- What is expected
Swap "trace" for "sketch" everywhere in the listing below, leaving everything else unchanged.

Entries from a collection
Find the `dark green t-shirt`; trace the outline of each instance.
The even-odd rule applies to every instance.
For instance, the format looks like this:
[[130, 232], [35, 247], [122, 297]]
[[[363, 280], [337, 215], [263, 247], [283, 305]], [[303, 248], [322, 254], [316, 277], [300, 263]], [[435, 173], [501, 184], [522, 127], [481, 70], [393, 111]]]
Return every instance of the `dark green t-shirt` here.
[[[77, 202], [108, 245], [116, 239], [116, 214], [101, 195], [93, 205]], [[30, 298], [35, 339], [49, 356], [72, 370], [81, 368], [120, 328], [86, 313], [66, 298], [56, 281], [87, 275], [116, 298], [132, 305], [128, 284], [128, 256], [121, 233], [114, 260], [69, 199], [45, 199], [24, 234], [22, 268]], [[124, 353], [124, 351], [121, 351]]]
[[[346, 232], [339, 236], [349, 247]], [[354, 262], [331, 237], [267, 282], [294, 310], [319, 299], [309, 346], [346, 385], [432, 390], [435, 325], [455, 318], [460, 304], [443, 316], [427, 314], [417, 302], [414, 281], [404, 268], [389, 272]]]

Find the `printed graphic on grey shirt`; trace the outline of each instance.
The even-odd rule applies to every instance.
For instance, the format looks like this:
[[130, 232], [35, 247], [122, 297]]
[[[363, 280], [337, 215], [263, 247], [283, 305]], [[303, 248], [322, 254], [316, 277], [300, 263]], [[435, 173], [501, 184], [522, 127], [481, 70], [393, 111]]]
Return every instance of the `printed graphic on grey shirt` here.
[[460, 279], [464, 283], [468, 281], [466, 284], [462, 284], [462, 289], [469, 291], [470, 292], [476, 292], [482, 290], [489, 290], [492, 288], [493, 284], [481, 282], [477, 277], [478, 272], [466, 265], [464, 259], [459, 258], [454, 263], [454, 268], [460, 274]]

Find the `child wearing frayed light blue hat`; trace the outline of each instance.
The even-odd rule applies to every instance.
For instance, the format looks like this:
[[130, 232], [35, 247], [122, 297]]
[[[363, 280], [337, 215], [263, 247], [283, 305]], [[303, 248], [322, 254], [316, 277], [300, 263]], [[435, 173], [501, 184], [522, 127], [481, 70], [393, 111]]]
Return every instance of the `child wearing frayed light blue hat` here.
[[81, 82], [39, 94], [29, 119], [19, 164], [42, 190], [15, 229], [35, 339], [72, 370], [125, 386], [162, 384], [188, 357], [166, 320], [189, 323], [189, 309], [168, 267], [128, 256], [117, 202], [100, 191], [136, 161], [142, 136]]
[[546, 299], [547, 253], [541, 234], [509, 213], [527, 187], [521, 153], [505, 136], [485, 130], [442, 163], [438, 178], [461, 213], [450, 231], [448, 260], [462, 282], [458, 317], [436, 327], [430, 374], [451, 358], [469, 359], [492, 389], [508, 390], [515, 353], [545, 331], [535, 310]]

- Written reply
Find the `dark green t-shirt`; sketch the outline of each instance.
The even-odd rule applies to every instance.
For instance, the format looks like this:
[[130, 232], [35, 247], [122, 297]]
[[[363, 280], [337, 215], [263, 247], [283, 305]], [[303, 248], [322, 254], [316, 277], [300, 263]], [[435, 173], [501, 184], [522, 127], [481, 70], [393, 111]]]
Return every instance of the `dark green t-shirt` here.
[[[77, 202], [108, 245], [116, 239], [116, 214], [101, 195], [93, 205]], [[30, 298], [35, 339], [49, 356], [72, 370], [81, 368], [120, 328], [86, 313], [66, 298], [56, 281], [87, 275], [116, 298], [132, 305], [128, 284], [128, 256], [121, 233], [114, 260], [69, 199], [45, 199], [24, 234], [22, 268]], [[124, 353], [124, 351], [121, 351]]]
[[[346, 232], [339, 236], [349, 247]], [[354, 262], [331, 237], [267, 282], [294, 310], [319, 299], [309, 346], [346, 385], [432, 390], [435, 325], [455, 318], [460, 304], [443, 316], [427, 314], [417, 302], [414, 281], [404, 268], [389, 272]]]

Find the `printed graphic on grey shirt`; sketch the outline of each instance.
The even-odd rule applies to every instance.
For instance, the format looks like this:
[[130, 232], [35, 247], [122, 297]]
[[[363, 280], [337, 215], [263, 247], [283, 305]], [[303, 248], [322, 254], [316, 277], [300, 263]], [[435, 173], [501, 184], [522, 127], [481, 70], [393, 111]]]
Return every instance of the `printed graphic on grey shirt` here.
[[460, 279], [464, 283], [468, 281], [466, 284], [462, 284], [462, 289], [469, 291], [470, 292], [476, 292], [482, 290], [489, 290], [492, 288], [493, 284], [481, 282], [477, 277], [478, 272], [466, 265], [464, 259], [459, 258], [454, 263], [454, 268], [460, 274]]

Find the `child wearing frayed light blue hat`; sketch the outline of each instance.
The even-odd rule applies to every instance.
For instance, the format looks like this:
[[130, 232], [35, 247], [122, 297]]
[[[363, 280], [337, 215], [263, 247], [283, 305]], [[303, 248], [322, 254], [316, 277], [300, 263]], [[435, 173], [501, 184], [522, 127], [481, 70], [393, 111]]]
Return every instance of the `child wearing frayed light blue hat` here.
[[81, 82], [39, 94], [29, 119], [19, 164], [42, 190], [15, 229], [35, 339], [72, 370], [125, 386], [162, 384], [188, 357], [166, 320], [189, 323], [189, 309], [168, 267], [128, 256], [117, 202], [100, 191], [136, 161], [142, 136]]
[[546, 299], [547, 253], [541, 234], [509, 213], [527, 187], [521, 153], [505, 136], [485, 130], [442, 163], [438, 178], [461, 213], [450, 231], [448, 260], [462, 282], [458, 317], [436, 327], [430, 374], [451, 358], [469, 359], [492, 389], [508, 390], [515, 353], [545, 331], [535, 310]]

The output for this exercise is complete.